Among the records below, find each line bearing the word "blade" and copy it.

Image point grounding data
::::

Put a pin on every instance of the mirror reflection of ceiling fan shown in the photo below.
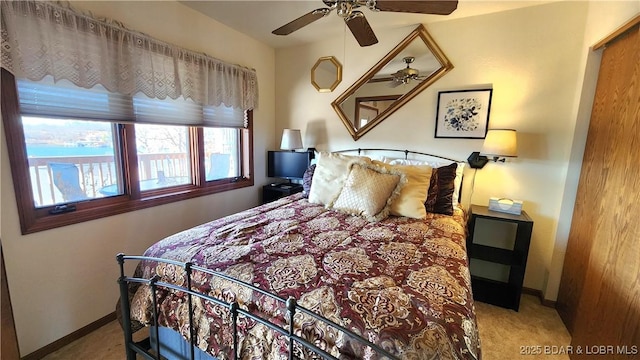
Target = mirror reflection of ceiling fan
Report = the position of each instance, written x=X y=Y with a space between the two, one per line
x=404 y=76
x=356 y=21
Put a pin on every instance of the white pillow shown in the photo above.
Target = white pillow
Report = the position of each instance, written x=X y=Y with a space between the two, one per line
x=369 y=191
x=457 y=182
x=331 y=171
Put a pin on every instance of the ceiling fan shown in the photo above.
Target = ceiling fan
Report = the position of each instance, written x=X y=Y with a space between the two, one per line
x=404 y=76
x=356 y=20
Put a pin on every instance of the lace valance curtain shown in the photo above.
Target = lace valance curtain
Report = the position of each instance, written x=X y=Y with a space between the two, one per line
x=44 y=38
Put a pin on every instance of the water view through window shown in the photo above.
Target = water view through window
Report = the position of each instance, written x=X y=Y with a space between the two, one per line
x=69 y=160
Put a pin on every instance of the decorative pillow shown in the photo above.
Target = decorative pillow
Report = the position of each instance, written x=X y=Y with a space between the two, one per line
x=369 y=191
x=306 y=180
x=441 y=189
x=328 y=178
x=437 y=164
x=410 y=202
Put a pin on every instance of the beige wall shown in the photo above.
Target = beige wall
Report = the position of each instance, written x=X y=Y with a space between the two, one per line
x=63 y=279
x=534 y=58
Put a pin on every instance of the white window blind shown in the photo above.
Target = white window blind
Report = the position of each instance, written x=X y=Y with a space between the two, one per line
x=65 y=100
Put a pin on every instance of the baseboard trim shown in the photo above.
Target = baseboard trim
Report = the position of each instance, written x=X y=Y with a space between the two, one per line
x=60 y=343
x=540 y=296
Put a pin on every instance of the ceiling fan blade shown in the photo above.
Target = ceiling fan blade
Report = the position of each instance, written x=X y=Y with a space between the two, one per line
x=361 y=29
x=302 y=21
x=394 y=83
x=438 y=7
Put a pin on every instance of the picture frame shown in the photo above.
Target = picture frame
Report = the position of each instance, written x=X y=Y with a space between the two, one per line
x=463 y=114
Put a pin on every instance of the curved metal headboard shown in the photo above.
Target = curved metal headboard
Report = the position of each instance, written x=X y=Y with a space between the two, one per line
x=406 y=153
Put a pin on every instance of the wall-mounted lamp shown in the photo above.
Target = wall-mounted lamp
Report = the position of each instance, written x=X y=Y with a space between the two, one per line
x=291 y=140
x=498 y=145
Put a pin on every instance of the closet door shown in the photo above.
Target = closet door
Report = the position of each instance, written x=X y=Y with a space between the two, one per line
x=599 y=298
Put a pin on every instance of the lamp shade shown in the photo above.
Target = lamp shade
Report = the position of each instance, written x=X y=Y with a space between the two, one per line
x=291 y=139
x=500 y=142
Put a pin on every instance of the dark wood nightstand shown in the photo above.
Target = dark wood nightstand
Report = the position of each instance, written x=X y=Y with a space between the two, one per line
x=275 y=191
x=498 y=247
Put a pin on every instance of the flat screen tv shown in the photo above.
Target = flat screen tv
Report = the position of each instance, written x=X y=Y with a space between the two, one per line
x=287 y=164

::::

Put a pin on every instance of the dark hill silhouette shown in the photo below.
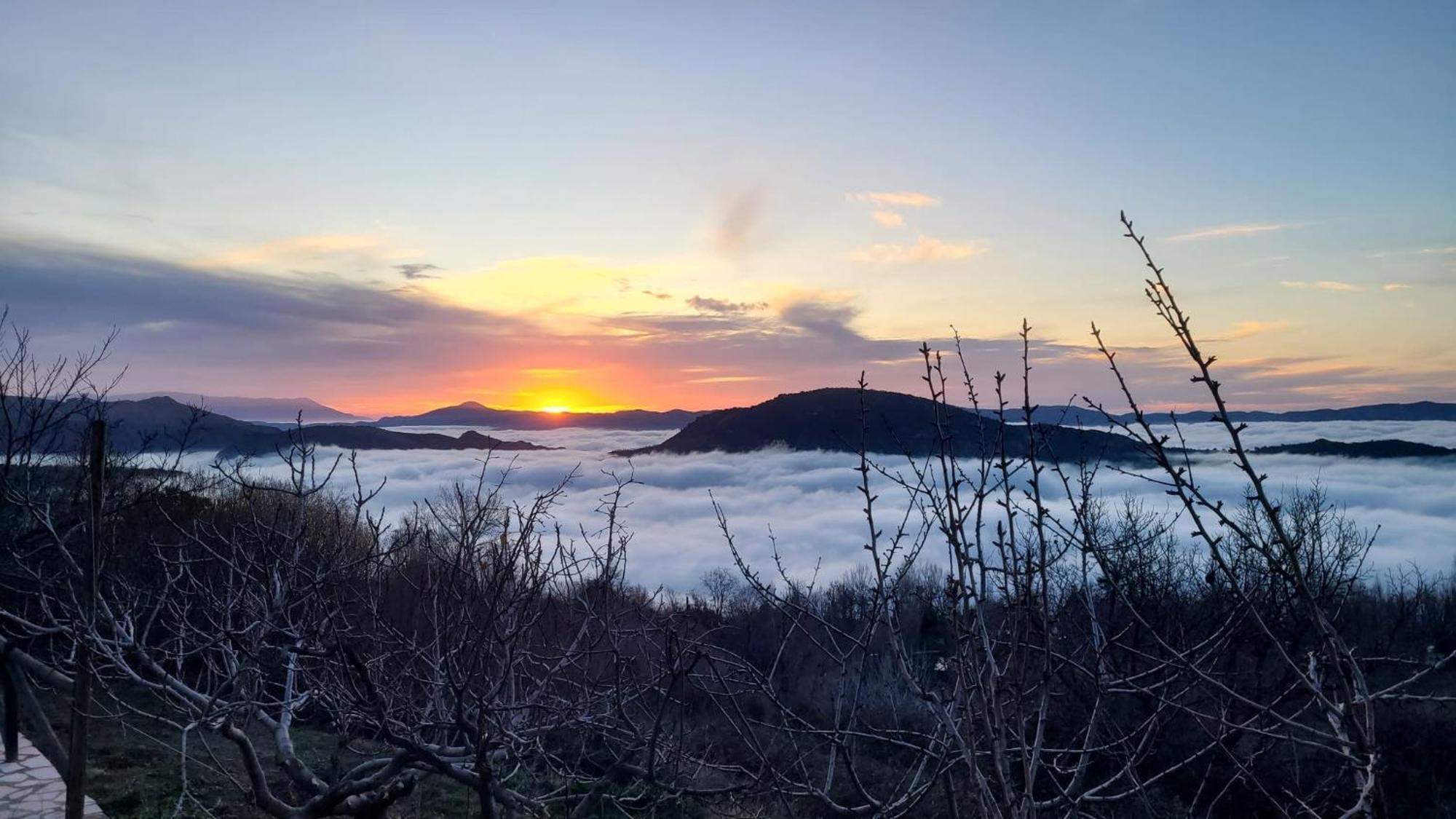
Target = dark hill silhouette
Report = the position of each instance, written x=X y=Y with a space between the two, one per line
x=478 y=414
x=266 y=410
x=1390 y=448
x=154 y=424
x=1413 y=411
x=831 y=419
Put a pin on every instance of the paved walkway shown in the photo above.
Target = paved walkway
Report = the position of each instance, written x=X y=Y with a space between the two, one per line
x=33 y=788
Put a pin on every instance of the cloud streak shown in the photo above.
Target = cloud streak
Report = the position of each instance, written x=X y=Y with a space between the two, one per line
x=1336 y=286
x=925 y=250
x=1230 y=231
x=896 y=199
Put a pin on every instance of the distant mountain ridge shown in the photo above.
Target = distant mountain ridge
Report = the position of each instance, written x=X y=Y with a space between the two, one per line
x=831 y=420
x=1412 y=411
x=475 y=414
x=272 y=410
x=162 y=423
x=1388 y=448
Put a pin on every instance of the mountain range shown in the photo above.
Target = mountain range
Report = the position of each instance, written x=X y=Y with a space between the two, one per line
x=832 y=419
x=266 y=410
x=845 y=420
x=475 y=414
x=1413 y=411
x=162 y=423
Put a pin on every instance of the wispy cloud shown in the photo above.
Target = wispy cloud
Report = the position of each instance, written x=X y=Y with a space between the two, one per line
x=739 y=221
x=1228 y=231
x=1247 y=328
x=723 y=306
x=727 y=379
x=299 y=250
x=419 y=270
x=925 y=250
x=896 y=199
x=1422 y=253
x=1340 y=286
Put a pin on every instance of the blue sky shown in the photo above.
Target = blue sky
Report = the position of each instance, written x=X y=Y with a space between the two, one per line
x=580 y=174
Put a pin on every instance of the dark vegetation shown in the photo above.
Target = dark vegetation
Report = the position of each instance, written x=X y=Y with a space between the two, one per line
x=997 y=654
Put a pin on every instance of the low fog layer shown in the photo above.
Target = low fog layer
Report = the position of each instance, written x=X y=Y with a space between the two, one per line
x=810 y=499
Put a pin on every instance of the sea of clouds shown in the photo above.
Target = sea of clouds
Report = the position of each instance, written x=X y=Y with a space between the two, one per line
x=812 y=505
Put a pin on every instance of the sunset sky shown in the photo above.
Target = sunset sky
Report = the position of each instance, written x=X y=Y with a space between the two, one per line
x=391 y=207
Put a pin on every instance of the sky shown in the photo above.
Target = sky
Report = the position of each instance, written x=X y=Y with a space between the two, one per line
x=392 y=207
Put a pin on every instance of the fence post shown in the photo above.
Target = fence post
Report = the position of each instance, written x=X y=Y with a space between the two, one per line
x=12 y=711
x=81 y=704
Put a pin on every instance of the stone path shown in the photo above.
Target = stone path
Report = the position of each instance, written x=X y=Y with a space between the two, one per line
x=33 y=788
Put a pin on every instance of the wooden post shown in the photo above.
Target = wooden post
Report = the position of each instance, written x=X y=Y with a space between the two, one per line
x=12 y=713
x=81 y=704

::::

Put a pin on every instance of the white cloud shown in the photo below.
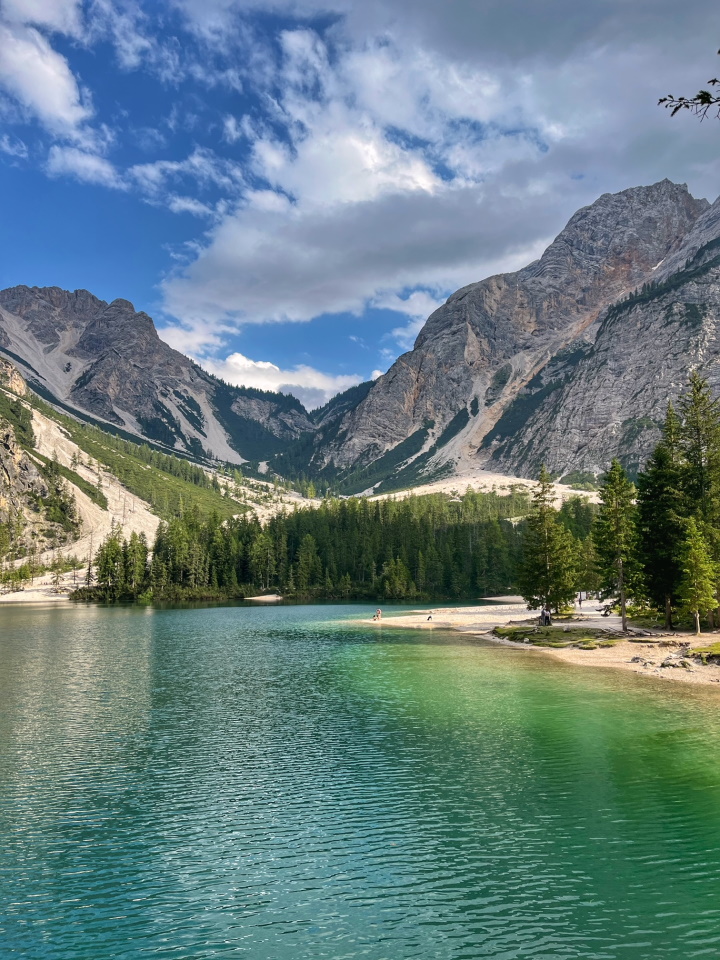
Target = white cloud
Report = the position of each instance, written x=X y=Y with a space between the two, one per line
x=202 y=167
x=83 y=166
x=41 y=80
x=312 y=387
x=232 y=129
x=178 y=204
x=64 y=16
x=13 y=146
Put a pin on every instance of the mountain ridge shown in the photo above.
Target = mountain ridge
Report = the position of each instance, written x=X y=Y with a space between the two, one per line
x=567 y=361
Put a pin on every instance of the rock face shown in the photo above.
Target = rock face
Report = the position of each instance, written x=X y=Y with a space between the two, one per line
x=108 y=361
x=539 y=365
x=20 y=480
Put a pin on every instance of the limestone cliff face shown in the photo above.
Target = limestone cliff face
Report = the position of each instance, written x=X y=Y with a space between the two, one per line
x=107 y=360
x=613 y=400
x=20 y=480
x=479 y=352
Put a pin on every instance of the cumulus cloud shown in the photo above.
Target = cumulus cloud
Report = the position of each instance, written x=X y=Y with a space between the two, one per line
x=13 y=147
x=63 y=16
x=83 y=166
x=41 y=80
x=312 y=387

::::

[TASK SOLUTION]
Put a pin on every instance of the ceiling fan blade shown in the photo above.
Target = ceiling fan blade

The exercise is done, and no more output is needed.